> [WORK TASK]: Nothing outside the range is wanted. Repeat exactly the lines below from the one with "87, row 86." through the one with "12, row 103.".

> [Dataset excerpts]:
== Segment start ==

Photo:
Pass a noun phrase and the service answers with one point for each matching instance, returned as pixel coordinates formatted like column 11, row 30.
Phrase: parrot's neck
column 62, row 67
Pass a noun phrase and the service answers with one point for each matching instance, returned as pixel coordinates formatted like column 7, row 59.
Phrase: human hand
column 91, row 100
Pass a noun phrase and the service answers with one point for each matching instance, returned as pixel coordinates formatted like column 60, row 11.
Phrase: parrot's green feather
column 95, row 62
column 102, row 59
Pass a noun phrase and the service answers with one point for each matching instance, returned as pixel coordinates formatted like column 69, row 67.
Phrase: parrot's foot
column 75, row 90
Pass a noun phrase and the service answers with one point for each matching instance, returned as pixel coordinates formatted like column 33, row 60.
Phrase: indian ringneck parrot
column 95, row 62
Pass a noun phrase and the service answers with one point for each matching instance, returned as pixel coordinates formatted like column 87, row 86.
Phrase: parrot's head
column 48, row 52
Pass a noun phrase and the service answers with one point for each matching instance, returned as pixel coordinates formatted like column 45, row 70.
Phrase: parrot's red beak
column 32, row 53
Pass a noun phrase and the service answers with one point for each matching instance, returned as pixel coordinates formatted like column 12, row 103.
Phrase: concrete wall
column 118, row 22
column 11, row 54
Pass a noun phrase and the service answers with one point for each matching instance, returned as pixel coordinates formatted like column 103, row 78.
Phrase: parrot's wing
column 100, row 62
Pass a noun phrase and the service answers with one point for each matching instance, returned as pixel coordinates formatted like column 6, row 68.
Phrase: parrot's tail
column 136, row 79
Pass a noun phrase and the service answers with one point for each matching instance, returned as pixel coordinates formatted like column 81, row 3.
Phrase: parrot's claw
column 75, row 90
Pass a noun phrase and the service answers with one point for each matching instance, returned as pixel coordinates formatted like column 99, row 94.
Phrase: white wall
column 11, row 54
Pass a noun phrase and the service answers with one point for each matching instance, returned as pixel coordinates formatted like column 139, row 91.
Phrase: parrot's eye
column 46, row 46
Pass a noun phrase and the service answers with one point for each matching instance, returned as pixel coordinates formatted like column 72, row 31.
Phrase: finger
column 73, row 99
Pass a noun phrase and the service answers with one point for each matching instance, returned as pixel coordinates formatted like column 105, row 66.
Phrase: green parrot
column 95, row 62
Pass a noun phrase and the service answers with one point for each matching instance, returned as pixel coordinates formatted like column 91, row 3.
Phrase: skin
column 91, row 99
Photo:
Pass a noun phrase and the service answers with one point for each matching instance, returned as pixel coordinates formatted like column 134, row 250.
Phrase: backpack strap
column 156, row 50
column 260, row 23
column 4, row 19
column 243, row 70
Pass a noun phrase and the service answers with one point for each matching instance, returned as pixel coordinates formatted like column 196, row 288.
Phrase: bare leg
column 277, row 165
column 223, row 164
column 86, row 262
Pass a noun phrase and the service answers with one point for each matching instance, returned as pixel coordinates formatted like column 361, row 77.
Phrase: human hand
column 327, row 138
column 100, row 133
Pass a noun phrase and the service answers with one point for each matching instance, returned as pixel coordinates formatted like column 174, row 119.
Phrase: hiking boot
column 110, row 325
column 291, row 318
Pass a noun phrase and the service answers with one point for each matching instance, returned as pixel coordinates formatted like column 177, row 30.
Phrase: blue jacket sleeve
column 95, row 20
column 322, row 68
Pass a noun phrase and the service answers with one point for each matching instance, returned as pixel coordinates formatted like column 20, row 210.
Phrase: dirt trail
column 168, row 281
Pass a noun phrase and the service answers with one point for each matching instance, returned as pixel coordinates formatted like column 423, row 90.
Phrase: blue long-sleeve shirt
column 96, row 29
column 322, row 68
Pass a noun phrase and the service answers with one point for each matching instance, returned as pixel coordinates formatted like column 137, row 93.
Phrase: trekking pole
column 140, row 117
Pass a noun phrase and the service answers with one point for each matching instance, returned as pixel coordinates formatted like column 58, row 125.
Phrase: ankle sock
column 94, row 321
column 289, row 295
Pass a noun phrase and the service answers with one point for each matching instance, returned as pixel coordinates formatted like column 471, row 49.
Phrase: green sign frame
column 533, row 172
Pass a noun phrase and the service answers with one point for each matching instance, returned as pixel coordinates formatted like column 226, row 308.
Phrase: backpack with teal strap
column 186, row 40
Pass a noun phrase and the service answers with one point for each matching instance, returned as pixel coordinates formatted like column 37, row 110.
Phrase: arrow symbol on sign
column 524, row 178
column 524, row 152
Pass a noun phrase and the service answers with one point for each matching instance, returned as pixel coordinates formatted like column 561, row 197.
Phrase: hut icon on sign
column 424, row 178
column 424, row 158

== Segment end ==

> [TASK RESPONSE]:
Pass a noun phrase and the service answers with one point for each matching instance, returned as pixel coordinates formatted like column 87, row 86.
Phrase: parrot's head
column 48, row 52
Pass a noun phrase and the service answers with one point for each matching instance, returned as pixel coordinates formatted like column 45, row 70.
Phrase: parrot's red beak
column 32, row 53
Pass a noun phrase and the service answers with one point for each matching instance, returned as pixel coordinates formatted like column 12, row 103.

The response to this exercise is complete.